Aufgaben:
[A] Nenne alle Adjektive, die Charlie Winston im Interviewauszug als Antwort auf die schwierige Frage aufzählt.
[B] Gib an, womit Charlie Winston im Interviewauszug jedes seiner Alben vergleicht.

Ausgewählter Auszug:
====================

Charlie Winston: (seufzt) Das ist eine schwierige Frage. Okay, ich sage: verwundbar, hoffnungsvoll und dynamisch.

Wie passt das Album in die Reihe der vorherigen?

Für mich ist jedes Album wie eine Fotografie meines Lebens. Wie ein Fotoalbum. Du hast ein Fotoalbum in deinem Regal, du öffnest es und es erinnert dich an diese Zeit in deinem Leben. Das ist es, was die Alben für mich sind. Kein Bilderbuch, sondern ein Klang, ein Soundbook davon, was in meinem Leben passiert.

====================

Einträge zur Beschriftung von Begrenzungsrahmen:
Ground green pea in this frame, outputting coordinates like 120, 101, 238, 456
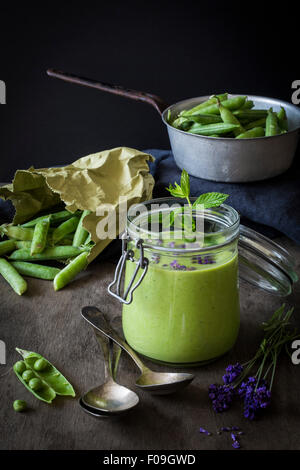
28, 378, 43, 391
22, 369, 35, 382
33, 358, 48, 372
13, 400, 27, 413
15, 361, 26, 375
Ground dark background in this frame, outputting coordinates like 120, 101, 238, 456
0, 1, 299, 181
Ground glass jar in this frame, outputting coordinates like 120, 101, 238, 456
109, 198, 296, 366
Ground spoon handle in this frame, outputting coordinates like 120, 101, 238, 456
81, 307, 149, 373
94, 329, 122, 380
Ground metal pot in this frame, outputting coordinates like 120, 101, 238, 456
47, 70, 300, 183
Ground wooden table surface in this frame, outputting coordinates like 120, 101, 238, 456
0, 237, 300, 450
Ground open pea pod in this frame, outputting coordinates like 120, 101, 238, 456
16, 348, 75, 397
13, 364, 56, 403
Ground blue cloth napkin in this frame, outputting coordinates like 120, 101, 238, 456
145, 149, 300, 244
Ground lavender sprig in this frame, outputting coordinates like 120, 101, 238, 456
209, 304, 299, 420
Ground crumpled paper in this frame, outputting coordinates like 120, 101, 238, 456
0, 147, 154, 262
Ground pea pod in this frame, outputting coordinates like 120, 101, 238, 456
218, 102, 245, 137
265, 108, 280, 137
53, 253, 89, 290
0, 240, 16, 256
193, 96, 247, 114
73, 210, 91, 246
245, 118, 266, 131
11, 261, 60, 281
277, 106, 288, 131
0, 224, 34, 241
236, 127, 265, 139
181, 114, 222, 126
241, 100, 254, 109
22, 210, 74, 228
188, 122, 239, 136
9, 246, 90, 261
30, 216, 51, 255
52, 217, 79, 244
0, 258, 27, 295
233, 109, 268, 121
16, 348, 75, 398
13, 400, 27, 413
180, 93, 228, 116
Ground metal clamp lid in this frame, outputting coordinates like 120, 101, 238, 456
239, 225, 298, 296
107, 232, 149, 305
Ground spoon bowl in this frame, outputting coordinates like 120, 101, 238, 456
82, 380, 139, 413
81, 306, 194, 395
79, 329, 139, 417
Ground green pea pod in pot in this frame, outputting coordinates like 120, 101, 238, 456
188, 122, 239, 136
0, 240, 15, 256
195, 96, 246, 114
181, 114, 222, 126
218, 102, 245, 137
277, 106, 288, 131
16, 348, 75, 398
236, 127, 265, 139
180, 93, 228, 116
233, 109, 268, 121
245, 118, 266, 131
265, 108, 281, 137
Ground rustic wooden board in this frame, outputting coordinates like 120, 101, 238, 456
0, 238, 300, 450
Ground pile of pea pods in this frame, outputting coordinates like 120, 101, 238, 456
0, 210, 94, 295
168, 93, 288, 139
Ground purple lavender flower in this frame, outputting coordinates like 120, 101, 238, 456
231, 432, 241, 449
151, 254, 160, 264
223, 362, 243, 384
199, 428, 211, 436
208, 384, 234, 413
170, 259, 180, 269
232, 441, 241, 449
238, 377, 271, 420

====================

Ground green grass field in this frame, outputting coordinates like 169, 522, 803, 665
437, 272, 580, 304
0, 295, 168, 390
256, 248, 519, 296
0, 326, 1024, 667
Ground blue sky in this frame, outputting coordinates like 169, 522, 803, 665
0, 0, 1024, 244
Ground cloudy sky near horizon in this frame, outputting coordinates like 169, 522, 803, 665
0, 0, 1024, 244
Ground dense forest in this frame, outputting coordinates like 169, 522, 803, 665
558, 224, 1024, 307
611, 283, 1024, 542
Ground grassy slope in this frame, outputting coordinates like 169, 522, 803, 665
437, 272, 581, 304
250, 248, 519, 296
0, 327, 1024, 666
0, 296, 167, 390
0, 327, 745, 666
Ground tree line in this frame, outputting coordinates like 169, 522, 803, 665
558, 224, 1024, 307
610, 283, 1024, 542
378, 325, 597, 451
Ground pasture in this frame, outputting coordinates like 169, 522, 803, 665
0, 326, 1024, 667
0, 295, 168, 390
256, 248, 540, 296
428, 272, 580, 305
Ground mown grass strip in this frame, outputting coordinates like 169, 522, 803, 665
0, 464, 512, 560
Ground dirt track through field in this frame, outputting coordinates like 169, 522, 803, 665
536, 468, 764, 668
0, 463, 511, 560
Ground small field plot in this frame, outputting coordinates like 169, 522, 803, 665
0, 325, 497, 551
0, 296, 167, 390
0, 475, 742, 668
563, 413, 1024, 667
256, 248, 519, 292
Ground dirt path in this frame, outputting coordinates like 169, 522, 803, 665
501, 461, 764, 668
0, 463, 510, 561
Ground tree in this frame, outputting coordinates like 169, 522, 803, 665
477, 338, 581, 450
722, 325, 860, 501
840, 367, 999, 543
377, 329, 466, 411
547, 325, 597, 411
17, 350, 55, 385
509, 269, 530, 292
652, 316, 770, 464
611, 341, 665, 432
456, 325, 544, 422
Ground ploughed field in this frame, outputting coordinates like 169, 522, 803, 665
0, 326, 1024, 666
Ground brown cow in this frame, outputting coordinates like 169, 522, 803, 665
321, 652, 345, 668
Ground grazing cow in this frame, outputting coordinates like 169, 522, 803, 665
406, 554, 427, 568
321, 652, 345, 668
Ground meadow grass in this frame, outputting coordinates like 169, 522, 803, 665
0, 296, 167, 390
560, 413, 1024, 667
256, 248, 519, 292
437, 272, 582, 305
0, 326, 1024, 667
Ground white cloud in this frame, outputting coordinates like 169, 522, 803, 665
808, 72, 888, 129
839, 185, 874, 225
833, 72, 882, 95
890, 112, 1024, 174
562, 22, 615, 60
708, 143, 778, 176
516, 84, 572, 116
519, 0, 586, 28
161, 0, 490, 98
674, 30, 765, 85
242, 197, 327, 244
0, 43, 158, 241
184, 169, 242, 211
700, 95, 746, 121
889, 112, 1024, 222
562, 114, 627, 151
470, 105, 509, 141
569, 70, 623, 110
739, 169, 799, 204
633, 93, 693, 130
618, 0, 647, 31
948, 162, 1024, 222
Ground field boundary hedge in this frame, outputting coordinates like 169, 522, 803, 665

====================

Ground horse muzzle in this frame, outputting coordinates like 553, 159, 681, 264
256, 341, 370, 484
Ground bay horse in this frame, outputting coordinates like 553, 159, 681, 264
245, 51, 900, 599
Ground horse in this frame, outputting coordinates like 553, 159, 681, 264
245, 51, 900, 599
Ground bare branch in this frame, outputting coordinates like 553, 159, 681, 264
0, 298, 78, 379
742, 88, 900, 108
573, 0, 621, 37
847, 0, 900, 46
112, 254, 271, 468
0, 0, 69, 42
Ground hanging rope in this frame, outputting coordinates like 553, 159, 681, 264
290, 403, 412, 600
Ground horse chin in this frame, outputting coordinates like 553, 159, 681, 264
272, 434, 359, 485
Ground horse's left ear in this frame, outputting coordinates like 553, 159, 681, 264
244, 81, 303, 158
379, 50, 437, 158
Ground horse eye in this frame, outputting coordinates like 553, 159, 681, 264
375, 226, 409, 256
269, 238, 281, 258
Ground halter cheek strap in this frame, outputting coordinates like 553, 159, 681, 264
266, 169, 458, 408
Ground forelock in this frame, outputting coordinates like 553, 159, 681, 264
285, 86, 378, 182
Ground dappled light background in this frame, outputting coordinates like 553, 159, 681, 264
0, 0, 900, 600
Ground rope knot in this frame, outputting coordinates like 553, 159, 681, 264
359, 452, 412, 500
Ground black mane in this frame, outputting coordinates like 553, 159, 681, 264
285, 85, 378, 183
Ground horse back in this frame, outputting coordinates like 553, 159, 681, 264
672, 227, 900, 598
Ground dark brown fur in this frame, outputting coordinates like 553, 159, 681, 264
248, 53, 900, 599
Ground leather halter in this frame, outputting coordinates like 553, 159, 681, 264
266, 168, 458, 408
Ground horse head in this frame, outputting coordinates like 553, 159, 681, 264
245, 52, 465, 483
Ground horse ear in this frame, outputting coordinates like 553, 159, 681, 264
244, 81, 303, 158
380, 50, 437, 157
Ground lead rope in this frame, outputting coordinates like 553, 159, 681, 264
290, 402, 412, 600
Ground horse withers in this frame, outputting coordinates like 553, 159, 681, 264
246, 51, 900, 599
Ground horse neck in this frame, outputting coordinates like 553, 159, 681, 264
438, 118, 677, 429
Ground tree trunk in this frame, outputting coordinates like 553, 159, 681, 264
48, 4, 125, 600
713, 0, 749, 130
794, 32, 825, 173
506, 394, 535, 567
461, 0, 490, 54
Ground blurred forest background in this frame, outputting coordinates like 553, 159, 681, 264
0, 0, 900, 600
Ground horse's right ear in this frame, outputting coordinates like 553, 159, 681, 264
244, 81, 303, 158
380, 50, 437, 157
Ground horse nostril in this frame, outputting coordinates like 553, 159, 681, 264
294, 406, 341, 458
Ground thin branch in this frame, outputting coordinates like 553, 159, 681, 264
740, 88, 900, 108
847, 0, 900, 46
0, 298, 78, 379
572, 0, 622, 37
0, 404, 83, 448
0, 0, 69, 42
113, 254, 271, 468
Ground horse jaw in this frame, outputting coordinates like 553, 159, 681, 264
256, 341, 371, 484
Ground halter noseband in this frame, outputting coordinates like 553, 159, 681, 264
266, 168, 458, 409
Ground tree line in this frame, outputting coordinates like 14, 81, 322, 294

====================

Antworten nach Aufgaben:
[A] verwundbar, hoffnungsvoll, dynamisch

[B] Mit einer Fotografie seines Lebens, wie ein Fotoalbum.